_Exercise objective:_
In full and without alteration, print the entries.

Material provided: Begin

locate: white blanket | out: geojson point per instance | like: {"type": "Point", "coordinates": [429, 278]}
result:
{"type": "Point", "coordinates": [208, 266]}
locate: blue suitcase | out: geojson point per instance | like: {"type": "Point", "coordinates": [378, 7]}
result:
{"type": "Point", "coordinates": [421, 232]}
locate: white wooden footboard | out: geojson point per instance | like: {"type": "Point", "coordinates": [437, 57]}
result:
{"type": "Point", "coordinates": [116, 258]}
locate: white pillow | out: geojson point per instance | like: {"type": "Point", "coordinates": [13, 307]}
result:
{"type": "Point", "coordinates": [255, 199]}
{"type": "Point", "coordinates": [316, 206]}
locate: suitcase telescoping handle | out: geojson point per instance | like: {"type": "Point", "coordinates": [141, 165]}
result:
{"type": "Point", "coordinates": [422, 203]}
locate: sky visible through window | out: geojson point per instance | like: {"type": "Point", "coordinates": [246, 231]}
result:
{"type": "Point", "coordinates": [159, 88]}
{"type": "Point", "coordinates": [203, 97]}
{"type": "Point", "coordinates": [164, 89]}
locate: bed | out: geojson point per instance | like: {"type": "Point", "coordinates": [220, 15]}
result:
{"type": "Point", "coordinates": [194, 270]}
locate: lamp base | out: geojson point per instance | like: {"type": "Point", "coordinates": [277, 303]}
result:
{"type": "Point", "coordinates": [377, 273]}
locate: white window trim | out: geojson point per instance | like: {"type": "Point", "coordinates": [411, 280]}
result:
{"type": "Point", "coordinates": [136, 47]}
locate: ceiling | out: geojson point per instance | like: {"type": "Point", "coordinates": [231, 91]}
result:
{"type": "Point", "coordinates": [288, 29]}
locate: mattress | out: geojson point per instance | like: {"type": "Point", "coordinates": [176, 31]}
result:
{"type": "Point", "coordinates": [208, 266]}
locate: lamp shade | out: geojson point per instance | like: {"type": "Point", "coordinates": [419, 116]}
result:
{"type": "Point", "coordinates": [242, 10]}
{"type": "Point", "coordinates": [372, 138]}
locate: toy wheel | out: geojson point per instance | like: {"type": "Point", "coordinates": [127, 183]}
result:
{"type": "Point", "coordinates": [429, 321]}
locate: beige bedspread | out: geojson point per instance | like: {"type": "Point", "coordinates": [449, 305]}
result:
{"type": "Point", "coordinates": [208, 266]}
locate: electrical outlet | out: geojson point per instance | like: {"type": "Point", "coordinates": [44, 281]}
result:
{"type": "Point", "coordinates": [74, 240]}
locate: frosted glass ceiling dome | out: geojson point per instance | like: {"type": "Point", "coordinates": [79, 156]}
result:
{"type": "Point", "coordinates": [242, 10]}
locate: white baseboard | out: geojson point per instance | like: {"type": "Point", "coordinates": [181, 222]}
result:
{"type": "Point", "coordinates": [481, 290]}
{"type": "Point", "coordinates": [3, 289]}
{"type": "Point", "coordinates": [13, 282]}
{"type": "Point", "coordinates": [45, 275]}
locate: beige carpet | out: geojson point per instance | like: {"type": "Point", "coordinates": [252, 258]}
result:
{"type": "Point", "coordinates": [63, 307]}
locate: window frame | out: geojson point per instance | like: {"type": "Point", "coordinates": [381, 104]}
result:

Material provided: End

_Answer space:_
locate: white blanket | out: geojson point per instance | like: {"type": "Point", "coordinates": [429, 278]}
result:
{"type": "Point", "coordinates": [208, 266]}
locate: blue suitcase | out: geojson point per instance | like: {"type": "Point", "coordinates": [378, 7]}
result:
{"type": "Point", "coordinates": [421, 232]}
locate: white wooden footboard | out: geojson point per instance | like: {"type": "Point", "coordinates": [437, 57]}
result:
{"type": "Point", "coordinates": [116, 258]}
locate: white pillow | out: geojson point per instance | like: {"type": "Point", "coordinates": [13, 307]}
result:
{"type": "Point", "coordinates": [255, 199]}
{"type": "Point", "coordinates": [316, 206]}
locate: suitcase telescoping handle | out: geojson point per instance | like: {"type": "Point", "coordinates": [141, 165]}
result:
{"type": "Point", "coordinates": [422, 203]}
locate: sky visible through window | out: geojson point per instance | like: {"type": "Point", "coordinates": [246, 231]}
result:
{"type": "Point", "coordinates": [159, 88]}
{"type": "Point", "coordinates": [203, 97]}
{"type": "Point", "coordinates": [164, 89]}
locate: bed | out: geojson point per instance | like: {"type": "Point", "coordinates": [220, 15]}
result:
{"type": "Point", "coordinates": [194, 270]}
locate: lamp base | out: geojson point per instance | like: {"type": "Point", "coordinates": [277, 303]}
result:
{"type": "Point", "coordinates": [377, 273]}
locate: white window trim | out: geojson point per instance | like: {"type": "Point", "coordinates": [411, 280]}
result:
{"type": "Point", "coordinates": [136, 47]}
locate: ceiling | out: geojson point per instance | like: {"type": "Point", "coordinates": [231, 91]}
result:
{"type": "Point", "coordinates": [288, 29]}
locate: mattress | out: geojson point per instance | like: {"type": "Point", "coordinates": [176, 31]}
result:
{"type": "Point", "coordinates": [208, 266]}
locate: lamp shade | out: geojson point per instance | like: {"type": "Point", "coordinates": [419, 116]}
result:
{"type": "Point", "coordinates": [242, 10]}
{"type": "Point", "coordinates": [372, 138]}
locate: toy wheel | out: geojson point per instance | like: {"type": "Point", "coordinates": [127, 183]}
result:
{"type": "Point", "coordinates": [429, 321]}
locate: beige bedspread | out: geojson point per instance | like: {"type": "Point", "coordinates": [449, 305]}
result:
{"type": "Point", "coordinates": [208, 266]}
locate: electrical outlet | out: geojson point per instance | like: {"type": "Point", "coordinates": [44, 281]}
result:
{"type": "Point", "coordinates": [74, 240]}
locate: frosted glass ceiling dome | out: geojson point per instance | like: {"type": "Point", "coordinates": [79, 156]}
result:
{"type": "Point", "coordinates": [242, 10]}
locate: white baseboard | out: geojson point per instance | like: {"type": "Point", "coordinates": [181, 222]}
result:
{"type": "Point", "coordinates": [481, 290]}
{"type": "Point", "coordinates": [3, 289]}
{"type": "Point", "coordinates": [13, 282]}
{"type": "Point", "coordinates": [45, 275]}
locate: beige carpet | out: geojson point per instance | like: {"type": "Point", "coordinates": [252, 258]}
result:
{"type": "Point", "coordinates": [63, 307]}
locate: window frame | out: geojson point per instance | like: {"type": "Point", "coordinates": [381, 104]}
result:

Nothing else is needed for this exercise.